[Problem 1] In two sentences, summarize the forum thread on buying a dual-SIM phone.
[Problem 2] Transcribe the stretch of the forum thread from "## sreddy (Nov" through "important to me.".

* Start Page excerpt *

# Pls advise on dual-sim phone purchase



## sreddy (Nov 28, 2010)

Hi, 
 I am planning to purchase a dual-sim phone. Primarily I am looking for the following 2 things
1) Signal reception should be excellent (Place where I am living having signal problems, so this is my first priority)
2) Long Battery life
3) No touch screen phones please
Other features like camera, music are not important to me. 
Please advise me on the purchase. If you are not able advise me the suitable dual-sim for the above requirements, then alternatively please suggest me on the regular single sim phones. Thanks an advance!!

-Rahul


----------



## Rockstar11 (Nov 28, 2010)

Samsung Guru E2152 dual-SIM phone
1000mAh battery that provides up to 11 hours of talk time.

Talk time 	674 minutes
Standby 	555 hours

SAR value 	0.79 

prince :Rs.2,788


----------



## acewin (Nov 29, 2010)

i suggest Videocon V1705 - reason I like videocon phones they are loud and their reception is good as well as the keypad, will do in rough handling

if not the videocon model then certainly go for samsung - samsung are kinda market leaders in dual sim phones


----------



## Rockstar11 (Nov 29, 2010)

Indian Mobiles like videocon, micromaxx, karbonn, spice don't follow SAR (specific absorption rate) specification mentioned by FCC, So it will will be dangerous, as these mobile phones are more radiating. 

SAR Values & Mobile Phone Health
*www.mobile-phones-uk.org.uk/sar.htm


For example
Nokia SAR site is *sar.nokia.com/sar/index.jsp
samsung SAR site is www.samsungmobile.com/sar/sar_main.jsp

But some Indian companies are not ready to show the SAR of their mobile.
They did not say a word about SAR.

It is recommended to use a mobile phone with very low SAR value that ranges between 0.12 to 0.49. The SAR value higher than the range will cause increased health effect.

So be aware while buying a mobile phone and reduce the health hazards caused due to high SAR value.


----------

* End Page excerpt *
* Start Record excerpts *

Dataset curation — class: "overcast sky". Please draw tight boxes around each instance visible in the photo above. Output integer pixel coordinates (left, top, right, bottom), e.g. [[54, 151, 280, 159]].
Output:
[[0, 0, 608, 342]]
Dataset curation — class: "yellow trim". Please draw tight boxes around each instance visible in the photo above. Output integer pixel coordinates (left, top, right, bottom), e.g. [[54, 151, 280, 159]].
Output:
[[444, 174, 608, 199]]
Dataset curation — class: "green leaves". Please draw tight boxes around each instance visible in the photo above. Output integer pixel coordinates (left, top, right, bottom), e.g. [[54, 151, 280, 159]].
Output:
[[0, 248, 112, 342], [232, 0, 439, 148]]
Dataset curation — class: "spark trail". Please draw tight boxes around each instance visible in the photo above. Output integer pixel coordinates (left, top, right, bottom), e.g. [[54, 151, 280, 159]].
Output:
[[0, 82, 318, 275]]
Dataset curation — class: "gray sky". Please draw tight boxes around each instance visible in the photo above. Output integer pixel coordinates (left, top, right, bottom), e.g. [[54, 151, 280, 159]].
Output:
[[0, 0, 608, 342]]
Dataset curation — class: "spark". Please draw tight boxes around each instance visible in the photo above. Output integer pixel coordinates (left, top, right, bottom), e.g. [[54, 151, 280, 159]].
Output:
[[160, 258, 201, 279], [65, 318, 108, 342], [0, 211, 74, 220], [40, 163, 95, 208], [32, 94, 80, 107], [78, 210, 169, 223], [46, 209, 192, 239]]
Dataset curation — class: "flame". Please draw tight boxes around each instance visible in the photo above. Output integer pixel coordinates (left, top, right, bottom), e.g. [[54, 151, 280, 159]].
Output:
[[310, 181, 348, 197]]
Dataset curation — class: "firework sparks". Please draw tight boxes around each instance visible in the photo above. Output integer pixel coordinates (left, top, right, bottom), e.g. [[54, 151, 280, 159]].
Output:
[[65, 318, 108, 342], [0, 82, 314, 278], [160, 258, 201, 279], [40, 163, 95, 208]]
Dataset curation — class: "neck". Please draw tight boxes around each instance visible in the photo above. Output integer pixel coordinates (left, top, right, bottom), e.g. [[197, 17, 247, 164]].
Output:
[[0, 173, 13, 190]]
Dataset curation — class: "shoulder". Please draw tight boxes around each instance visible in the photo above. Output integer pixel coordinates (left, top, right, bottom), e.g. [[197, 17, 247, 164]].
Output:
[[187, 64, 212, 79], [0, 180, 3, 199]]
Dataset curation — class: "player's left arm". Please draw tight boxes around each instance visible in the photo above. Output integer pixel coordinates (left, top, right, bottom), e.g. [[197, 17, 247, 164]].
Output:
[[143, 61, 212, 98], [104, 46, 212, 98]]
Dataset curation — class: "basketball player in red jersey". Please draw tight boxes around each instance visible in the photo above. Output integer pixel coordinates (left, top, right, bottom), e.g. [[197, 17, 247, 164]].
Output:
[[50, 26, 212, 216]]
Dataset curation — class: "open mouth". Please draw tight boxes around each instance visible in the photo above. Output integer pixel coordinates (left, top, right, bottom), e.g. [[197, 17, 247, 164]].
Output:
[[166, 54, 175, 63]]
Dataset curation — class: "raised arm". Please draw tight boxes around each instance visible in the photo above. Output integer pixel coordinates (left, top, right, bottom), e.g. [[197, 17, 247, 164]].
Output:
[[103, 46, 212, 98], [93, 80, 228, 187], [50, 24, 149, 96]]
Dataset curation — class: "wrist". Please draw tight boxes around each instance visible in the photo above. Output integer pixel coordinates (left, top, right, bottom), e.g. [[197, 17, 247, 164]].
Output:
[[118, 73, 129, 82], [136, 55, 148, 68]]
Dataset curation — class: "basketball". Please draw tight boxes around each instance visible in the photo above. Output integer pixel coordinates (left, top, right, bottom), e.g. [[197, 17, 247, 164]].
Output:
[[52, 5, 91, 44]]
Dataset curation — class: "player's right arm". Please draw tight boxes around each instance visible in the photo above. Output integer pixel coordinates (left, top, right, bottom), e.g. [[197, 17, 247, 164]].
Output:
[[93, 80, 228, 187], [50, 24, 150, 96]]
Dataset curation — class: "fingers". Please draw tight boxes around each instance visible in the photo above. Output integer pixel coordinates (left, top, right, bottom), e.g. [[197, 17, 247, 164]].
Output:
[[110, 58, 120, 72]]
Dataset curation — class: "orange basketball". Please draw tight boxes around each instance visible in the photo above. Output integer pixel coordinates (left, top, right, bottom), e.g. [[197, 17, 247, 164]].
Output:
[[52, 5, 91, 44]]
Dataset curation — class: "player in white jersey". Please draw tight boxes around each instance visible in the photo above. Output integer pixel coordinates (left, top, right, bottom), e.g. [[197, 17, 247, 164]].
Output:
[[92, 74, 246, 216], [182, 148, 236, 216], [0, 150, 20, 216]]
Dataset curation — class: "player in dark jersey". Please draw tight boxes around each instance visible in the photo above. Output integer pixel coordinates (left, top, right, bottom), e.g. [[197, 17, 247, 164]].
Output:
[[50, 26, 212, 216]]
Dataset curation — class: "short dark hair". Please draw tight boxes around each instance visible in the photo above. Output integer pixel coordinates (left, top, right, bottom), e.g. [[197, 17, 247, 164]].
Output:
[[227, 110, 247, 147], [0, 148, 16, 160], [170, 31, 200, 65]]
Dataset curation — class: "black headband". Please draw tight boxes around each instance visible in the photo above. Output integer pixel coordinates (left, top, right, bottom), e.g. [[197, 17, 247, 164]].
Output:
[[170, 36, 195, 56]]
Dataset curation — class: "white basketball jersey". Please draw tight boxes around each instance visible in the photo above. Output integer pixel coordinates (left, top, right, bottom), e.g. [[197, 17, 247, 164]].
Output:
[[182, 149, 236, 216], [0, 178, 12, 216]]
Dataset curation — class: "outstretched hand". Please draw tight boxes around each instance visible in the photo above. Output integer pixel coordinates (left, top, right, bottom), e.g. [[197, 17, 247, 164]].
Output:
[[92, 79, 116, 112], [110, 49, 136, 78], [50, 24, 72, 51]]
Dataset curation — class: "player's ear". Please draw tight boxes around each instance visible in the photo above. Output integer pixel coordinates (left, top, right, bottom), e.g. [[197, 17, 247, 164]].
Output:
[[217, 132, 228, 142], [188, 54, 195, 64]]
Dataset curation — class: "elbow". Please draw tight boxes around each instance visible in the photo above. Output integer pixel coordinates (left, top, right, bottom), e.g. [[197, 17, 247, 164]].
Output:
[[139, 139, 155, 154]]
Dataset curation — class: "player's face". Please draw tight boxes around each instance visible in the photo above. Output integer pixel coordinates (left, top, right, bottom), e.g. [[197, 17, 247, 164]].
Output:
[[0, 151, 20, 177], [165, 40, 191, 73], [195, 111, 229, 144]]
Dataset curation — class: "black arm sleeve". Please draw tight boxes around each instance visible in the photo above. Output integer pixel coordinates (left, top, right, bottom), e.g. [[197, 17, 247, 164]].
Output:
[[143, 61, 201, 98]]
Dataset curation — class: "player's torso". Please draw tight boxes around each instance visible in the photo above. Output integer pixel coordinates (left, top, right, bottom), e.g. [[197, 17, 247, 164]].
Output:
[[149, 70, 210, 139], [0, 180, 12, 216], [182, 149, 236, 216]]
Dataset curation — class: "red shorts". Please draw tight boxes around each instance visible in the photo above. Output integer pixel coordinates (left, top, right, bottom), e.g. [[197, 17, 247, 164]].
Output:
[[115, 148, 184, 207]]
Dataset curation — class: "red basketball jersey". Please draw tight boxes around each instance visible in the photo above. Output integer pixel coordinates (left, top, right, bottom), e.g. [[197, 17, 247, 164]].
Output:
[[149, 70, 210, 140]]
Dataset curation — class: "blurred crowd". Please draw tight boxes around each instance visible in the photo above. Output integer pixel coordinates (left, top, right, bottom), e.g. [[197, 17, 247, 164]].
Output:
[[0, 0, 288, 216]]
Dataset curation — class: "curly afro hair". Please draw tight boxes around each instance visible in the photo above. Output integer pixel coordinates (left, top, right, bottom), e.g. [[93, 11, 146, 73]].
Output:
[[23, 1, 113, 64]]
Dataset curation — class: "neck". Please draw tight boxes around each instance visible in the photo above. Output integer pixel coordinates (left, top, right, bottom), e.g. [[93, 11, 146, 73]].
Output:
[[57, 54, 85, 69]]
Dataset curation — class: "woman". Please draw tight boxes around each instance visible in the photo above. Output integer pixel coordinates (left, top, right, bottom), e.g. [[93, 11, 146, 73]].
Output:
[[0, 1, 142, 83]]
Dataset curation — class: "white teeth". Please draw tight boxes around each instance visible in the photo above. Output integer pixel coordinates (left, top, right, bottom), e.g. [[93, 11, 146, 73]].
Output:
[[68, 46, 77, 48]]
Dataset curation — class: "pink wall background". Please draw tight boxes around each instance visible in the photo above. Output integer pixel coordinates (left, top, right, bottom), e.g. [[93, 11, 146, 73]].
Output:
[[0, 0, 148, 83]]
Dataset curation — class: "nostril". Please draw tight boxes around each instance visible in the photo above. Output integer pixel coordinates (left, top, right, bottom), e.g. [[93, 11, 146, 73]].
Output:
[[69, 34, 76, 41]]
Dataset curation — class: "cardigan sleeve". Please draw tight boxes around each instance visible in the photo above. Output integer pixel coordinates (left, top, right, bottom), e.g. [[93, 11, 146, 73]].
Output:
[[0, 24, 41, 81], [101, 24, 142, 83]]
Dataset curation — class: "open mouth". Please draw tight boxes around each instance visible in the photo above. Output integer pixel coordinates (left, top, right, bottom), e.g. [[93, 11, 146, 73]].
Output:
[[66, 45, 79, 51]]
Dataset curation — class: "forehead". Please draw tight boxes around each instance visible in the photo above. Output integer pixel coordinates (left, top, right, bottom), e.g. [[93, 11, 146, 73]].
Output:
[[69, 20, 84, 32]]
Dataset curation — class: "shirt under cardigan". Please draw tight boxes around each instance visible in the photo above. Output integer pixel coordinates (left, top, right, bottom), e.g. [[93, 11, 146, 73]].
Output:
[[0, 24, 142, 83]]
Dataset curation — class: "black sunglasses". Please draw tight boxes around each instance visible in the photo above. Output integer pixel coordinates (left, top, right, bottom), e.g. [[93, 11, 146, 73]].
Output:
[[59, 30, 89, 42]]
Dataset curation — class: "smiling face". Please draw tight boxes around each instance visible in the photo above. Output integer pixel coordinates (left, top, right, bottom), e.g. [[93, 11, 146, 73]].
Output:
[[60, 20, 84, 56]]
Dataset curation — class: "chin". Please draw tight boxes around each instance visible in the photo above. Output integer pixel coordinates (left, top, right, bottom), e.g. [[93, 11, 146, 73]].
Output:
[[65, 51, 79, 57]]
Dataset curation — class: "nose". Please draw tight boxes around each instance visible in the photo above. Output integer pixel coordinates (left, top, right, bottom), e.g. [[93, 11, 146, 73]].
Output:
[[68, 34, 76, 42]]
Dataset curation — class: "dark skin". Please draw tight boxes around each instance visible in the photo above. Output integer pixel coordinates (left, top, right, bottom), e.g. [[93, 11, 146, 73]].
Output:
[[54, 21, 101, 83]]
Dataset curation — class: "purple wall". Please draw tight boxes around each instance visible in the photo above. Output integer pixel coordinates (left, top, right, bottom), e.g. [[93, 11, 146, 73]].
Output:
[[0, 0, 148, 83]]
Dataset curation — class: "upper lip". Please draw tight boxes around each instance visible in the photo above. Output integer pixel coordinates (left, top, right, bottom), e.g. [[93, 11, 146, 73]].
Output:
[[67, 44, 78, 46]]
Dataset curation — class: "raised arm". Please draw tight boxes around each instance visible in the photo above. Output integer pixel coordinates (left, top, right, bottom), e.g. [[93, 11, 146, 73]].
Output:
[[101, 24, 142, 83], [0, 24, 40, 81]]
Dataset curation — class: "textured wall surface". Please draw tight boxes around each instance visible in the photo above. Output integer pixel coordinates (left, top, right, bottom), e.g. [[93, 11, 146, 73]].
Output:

* End Record excerpts *

[Correct output 1] A poster asks for advice on buying a dual-SIM phone that is not a touch-screen model, naming excellent signal reception and long battery life as the main priorities. Replies recommend the Samsung Guru E2152 and the Videocon V1705, and one reply warns that Indian brands such as Videocon do not follow the SAR specification and advises choosing a phone with a low SAR value.

[Correct output 2]
## sreddy (Nov 28, 2010)

Hi, 
 I am planning to purchase a dual-sim phone. Primarily I am looking for the following 2 things
1) Signal reception should be excellent (Place where I am living having signal problems, so this is my first priority)
2) Long Battery life
3) No touch screen phones please
Other features like camera, music are not important to me.